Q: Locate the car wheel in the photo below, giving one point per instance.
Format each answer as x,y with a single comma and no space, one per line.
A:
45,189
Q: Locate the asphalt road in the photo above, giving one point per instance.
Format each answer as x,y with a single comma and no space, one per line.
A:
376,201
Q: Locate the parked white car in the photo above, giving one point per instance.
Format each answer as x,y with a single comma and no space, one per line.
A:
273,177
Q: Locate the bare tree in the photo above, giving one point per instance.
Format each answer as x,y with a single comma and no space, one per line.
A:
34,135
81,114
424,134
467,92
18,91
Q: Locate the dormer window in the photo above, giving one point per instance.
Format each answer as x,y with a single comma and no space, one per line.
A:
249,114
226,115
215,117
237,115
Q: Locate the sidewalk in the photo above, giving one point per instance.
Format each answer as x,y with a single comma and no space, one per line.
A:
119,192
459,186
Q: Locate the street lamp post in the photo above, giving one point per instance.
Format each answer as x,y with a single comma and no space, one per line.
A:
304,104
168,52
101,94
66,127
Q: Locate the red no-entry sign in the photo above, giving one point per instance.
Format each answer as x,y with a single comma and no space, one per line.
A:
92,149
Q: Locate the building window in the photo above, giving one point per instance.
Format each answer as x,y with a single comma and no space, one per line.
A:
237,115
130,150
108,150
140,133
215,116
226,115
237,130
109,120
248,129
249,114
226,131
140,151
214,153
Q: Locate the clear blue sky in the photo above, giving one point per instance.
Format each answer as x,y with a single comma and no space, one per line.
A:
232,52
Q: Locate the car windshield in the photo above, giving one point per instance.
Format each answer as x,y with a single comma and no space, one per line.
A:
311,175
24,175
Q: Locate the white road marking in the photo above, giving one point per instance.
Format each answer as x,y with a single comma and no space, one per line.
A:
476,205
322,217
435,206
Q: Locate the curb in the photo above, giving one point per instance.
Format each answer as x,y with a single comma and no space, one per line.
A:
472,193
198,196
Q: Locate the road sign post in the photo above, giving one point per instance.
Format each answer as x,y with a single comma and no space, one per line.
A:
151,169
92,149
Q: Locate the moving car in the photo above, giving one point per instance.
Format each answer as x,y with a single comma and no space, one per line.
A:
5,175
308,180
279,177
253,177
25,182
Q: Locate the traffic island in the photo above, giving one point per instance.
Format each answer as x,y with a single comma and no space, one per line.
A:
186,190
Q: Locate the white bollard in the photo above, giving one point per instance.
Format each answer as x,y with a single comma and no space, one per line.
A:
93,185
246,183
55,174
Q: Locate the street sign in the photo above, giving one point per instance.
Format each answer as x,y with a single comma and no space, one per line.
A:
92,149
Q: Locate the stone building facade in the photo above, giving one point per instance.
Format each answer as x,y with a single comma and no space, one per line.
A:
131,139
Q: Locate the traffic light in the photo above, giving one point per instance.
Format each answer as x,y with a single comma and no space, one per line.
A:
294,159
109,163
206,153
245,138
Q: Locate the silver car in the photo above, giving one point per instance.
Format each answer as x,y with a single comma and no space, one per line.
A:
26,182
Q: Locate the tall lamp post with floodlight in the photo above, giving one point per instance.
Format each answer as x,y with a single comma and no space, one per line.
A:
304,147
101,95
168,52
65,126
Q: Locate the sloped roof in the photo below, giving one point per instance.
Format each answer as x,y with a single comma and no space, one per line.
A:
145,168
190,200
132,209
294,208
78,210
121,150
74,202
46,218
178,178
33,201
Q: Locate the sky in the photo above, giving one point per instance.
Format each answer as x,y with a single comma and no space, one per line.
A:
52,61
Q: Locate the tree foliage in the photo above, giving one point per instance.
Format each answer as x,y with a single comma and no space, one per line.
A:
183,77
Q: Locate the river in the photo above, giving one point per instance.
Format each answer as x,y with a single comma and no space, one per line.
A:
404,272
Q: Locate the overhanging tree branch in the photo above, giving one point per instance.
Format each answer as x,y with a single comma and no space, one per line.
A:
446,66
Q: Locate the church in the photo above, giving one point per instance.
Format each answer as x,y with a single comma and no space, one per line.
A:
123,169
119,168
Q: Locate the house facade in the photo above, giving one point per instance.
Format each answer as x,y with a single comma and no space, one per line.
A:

· · · · · · ·

## [Aim of the exercise]
Reproduce everything from the line containing "Q: Locate the sky" down to the last line of the listing above, character for character.

## [Response]
Q: Locate the sky in the photo above, giving one point per instance.
Format each answer as x,y with a single comma and no space, one per line.
A:
52,61
Q: Locate the tree foliage in the photo above, giving one point per instance.
Format each answer as x,y with a single comma and no space, one per line.
A:
183,77
Q: Locate the river in the photo above, giving one point per instance.
Format each answer as x,y with a single comma and no space, one per line.
A:
404,272
Q: Locate the overhanging tree branch in the photo above, giving one point per instance.
Format each answer as x,y with a single comma and no space, one per line.
A:
446,66
Q: Locate the church in the photo above, giving one point per instance.
Format each answer as x,y with a single comma and no space, one per line.
A:
123,169
119,168
Q: Locate the house facade in the photo above, giving one point per instance.
Format each answer as x,y with a single comma and no space, one per line.
A:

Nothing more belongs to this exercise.